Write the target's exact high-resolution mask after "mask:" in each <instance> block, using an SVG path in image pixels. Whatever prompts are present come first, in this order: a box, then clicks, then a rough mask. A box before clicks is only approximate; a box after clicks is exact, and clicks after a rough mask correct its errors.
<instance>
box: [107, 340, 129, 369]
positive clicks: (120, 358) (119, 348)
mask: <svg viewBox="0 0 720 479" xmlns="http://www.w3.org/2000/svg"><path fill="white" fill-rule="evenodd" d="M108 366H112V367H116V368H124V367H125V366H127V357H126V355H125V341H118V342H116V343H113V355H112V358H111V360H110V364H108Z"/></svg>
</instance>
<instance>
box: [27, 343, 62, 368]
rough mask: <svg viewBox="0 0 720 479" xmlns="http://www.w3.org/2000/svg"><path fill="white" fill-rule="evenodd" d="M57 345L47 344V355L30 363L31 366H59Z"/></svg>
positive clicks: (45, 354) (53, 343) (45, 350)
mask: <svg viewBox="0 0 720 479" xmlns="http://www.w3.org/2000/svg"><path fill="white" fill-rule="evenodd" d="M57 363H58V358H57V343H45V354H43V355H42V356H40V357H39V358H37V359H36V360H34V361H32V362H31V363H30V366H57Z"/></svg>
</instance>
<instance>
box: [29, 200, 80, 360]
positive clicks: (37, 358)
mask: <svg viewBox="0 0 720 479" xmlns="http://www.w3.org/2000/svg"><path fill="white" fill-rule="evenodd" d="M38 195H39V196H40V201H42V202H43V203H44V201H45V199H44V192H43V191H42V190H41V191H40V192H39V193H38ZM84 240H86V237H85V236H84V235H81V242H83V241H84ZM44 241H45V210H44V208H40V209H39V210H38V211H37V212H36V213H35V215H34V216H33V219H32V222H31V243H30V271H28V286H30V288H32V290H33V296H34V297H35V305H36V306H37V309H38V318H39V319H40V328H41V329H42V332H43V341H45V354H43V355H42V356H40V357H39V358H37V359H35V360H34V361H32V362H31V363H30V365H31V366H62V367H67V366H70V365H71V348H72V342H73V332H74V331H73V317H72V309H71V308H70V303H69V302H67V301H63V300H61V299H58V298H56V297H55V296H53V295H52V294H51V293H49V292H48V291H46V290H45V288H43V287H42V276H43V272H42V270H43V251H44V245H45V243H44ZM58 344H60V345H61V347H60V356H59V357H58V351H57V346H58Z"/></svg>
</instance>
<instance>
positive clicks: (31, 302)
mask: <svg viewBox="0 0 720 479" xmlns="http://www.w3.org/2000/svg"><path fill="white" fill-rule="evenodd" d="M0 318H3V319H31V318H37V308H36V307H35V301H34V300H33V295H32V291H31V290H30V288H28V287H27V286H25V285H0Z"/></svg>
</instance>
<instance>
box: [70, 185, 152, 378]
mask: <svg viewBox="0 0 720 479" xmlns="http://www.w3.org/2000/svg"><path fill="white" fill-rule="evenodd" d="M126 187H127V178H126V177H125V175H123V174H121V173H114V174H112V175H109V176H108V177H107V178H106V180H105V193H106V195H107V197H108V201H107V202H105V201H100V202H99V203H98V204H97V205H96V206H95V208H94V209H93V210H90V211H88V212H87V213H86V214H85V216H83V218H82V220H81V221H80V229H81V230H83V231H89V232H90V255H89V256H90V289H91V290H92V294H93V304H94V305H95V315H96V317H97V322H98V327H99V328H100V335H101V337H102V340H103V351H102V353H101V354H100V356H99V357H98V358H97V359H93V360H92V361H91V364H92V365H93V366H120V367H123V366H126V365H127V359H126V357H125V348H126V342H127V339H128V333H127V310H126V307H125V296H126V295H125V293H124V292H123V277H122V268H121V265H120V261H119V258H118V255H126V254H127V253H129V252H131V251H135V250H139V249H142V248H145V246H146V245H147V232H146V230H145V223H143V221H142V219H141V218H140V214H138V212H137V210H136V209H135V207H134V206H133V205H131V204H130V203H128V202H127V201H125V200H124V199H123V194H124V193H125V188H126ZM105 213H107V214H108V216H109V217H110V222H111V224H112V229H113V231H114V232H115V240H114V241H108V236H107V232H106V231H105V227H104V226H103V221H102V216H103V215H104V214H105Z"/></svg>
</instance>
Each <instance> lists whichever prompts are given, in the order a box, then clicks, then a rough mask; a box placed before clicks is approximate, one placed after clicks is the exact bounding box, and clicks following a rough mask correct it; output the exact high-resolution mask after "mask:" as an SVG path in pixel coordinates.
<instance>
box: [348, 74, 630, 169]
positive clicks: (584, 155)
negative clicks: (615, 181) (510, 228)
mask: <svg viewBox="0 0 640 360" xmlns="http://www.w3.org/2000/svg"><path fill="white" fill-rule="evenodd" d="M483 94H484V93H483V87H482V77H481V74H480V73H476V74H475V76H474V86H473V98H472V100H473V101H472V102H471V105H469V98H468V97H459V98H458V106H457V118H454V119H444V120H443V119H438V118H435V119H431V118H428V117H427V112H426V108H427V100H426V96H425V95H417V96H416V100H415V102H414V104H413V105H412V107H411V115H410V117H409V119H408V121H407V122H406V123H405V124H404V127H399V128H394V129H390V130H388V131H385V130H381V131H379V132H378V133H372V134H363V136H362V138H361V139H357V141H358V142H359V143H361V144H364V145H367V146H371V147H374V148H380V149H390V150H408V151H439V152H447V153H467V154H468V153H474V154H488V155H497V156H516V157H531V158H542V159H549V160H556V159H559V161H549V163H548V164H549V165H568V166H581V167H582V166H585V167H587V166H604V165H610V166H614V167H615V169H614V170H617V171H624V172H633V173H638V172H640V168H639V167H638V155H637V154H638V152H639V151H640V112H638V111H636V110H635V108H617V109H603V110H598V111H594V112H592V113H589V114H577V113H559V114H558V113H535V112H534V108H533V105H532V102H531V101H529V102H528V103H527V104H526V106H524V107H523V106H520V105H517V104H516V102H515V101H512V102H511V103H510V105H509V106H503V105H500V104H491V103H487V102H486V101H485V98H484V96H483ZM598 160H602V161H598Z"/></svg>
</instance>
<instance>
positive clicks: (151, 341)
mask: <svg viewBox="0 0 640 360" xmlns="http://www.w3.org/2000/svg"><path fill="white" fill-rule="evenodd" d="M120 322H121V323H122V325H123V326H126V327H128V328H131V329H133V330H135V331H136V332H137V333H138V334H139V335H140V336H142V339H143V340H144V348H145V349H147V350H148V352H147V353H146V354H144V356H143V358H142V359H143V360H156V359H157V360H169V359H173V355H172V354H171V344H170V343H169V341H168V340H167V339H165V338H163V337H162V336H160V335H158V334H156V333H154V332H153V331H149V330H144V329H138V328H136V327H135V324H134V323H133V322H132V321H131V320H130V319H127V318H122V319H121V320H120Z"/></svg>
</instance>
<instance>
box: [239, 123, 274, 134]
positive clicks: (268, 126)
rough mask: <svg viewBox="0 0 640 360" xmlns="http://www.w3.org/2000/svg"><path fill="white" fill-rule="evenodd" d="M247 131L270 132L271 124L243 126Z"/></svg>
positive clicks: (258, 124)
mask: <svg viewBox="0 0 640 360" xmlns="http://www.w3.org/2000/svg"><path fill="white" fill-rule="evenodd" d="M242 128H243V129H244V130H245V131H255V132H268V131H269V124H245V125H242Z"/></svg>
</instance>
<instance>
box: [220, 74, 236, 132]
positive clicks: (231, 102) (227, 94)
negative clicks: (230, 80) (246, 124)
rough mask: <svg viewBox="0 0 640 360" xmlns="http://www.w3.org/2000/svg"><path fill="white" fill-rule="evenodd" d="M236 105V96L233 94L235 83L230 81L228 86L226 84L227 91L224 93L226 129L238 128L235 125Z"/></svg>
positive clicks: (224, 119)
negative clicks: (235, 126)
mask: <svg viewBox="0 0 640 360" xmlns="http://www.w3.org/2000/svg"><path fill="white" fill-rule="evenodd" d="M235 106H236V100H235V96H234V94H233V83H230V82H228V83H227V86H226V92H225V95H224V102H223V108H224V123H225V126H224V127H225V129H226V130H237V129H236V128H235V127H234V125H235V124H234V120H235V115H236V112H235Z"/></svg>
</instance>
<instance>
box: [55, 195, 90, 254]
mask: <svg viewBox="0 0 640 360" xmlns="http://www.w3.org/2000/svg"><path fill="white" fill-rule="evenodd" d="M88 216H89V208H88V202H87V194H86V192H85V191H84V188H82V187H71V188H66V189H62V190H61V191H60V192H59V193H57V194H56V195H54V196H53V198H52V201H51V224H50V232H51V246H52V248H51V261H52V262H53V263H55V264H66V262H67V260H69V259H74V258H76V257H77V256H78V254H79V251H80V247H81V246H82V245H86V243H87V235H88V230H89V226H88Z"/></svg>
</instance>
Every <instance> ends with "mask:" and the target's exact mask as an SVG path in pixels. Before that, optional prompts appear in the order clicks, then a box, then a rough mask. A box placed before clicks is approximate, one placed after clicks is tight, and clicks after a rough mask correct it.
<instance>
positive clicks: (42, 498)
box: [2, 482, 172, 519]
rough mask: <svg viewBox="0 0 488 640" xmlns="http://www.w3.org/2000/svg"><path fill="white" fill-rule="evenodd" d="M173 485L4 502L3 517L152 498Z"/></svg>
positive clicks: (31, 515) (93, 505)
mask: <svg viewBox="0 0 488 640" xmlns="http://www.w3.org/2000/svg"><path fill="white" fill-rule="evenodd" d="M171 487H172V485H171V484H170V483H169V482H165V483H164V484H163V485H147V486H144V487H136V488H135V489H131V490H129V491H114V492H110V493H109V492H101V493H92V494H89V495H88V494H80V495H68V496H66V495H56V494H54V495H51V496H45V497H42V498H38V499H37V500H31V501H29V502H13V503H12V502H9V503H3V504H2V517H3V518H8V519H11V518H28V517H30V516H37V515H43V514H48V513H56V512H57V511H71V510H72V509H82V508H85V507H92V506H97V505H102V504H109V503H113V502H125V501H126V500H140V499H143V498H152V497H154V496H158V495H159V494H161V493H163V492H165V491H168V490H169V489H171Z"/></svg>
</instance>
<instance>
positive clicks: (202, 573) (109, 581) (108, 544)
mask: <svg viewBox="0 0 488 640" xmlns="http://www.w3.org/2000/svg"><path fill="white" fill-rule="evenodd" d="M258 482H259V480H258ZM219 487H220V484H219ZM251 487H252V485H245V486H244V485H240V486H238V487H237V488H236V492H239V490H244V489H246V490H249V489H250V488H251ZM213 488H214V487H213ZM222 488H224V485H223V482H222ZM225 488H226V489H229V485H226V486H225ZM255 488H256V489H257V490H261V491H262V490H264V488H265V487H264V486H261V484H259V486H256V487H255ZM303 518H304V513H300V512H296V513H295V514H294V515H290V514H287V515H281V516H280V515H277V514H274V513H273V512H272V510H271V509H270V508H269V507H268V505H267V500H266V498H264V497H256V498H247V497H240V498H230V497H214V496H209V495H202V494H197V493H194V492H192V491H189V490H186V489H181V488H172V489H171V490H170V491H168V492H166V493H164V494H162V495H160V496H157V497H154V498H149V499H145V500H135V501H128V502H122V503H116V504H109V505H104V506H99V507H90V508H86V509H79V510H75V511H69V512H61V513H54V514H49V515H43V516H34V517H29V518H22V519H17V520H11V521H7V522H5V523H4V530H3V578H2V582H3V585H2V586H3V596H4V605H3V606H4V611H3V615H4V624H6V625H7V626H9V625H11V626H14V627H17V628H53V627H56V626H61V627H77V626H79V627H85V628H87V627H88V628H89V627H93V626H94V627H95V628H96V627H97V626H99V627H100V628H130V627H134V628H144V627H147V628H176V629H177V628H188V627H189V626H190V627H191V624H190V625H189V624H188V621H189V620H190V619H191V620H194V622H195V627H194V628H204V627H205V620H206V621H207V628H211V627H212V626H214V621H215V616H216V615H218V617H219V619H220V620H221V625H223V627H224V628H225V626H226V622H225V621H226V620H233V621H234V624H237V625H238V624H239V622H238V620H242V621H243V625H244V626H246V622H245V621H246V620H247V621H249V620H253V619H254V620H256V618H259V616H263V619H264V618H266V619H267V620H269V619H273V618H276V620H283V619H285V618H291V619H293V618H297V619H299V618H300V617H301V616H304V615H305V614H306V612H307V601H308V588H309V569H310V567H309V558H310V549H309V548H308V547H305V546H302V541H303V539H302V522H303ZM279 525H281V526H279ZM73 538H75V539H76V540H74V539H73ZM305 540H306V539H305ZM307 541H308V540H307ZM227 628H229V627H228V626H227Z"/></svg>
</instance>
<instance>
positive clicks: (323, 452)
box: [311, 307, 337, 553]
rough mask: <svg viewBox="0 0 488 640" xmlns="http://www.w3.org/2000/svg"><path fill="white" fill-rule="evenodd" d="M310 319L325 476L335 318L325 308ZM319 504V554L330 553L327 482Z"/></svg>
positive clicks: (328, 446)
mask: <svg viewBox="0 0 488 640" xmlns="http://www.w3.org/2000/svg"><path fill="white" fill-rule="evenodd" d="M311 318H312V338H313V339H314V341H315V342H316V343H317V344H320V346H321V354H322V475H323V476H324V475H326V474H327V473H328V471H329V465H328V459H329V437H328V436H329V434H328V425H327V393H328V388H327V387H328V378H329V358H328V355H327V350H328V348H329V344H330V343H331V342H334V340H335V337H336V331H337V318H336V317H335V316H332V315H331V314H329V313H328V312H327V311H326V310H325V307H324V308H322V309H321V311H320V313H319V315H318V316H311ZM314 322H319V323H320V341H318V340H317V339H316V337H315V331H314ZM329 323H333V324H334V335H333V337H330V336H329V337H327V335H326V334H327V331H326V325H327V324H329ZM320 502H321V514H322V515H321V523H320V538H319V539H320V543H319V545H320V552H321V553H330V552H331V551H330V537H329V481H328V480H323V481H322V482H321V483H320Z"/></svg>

TRY IT - Above are several records. Count the lines among them that contain "resolution" and give only the total.

OUTPUT OF THE EXERCISE - 2